#### The request
Extract the lines below without changing anything in them, leaving out the picture placeholders.

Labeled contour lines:
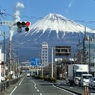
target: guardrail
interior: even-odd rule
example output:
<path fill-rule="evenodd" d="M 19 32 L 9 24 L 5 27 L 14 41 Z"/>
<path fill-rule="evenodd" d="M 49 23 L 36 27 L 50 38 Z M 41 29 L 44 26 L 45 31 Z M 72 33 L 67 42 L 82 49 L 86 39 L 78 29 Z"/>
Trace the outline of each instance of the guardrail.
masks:
<path fill-rule="evenodd" d="M 17 83 L 19 80 L 20 80 L 20 78 L 14 79 L 14 80 L 10 80 L 10 81 L 1 82 L 0 83 L 0 92 L 4 91 L 10 85 Z"/>

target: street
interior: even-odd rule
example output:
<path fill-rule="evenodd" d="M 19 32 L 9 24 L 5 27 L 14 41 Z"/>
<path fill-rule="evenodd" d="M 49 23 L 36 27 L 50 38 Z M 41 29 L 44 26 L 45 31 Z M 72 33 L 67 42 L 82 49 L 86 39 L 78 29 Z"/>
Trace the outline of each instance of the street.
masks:
<path fill-rule="evenodd" d="M 3 95 L 74 95 L 65 89 L 54 86 L 44 80 L 24 77 Z"/>

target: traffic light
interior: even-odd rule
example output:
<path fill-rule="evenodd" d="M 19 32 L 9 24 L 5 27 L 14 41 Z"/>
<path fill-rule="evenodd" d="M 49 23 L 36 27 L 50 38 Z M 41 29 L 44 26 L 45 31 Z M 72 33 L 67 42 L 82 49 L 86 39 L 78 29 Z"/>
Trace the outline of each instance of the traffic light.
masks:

#### Answer below
target: guardrail
interior: even-odd rule
example output:
<path fill-rule="evenodd" d="M 19 32 L 9 24 L 5 27 L 14 41 Z"/>
<path fill-rule="evenodd" d="M 49 23 L 36 27 L 50 38 Z M 41 29 L 44 26 L 45 31 Z M 72 33 L 67 42 L 82 49 L 86 39 L 78 29 Z"/>
Trace the outline of each instance of the guardrail.
masks:
<path fill-rule="evenodd" d="M 17 83 L 19 80 L 20 80 L 20 78 L 14 79 L 14 80 L 10 80 L 10 81 L 1 82 L 0 83 L 0 92 L 4 91 L 10 85 Z"/>

target: street
interior: even-odd rule
example output:
<path fill-rule="evenodd" d="M 19 32 L 9 24 L 5 27 L 14 41 Z"/>
<path fill-rule="evenodd" d="M 49 23 L 36 27 L 50 38 Z M 41 29 L 44 26 L 45 31 Z M 72 33 L 67 42 L 82 49 L 86 39 L 78 29 Z"/>
Trace the outline of each instance of the street.
masks:
<path fill-rule="evenodd" d="M 3 95 L 74 95 L 65 89 L 54 86 L 44 80 L 24 77 Z"/>

target: traffic light
interior: even-odd rule
example output:
<path fill-rule="evenodd" d="M 19 32 L 9 24 L 5 27 L 14 41 Z"/>
<path fill-rule="evenodd" d="M 49 23 L 36 27 L 50 38 Z M 41 29 L 44 26 L 45 31 Z M 72 33 L 67 42 L 82 49 L 86 39 L 78 29 Z"/>
Trace the outline of each instance of the traffic light.
masks:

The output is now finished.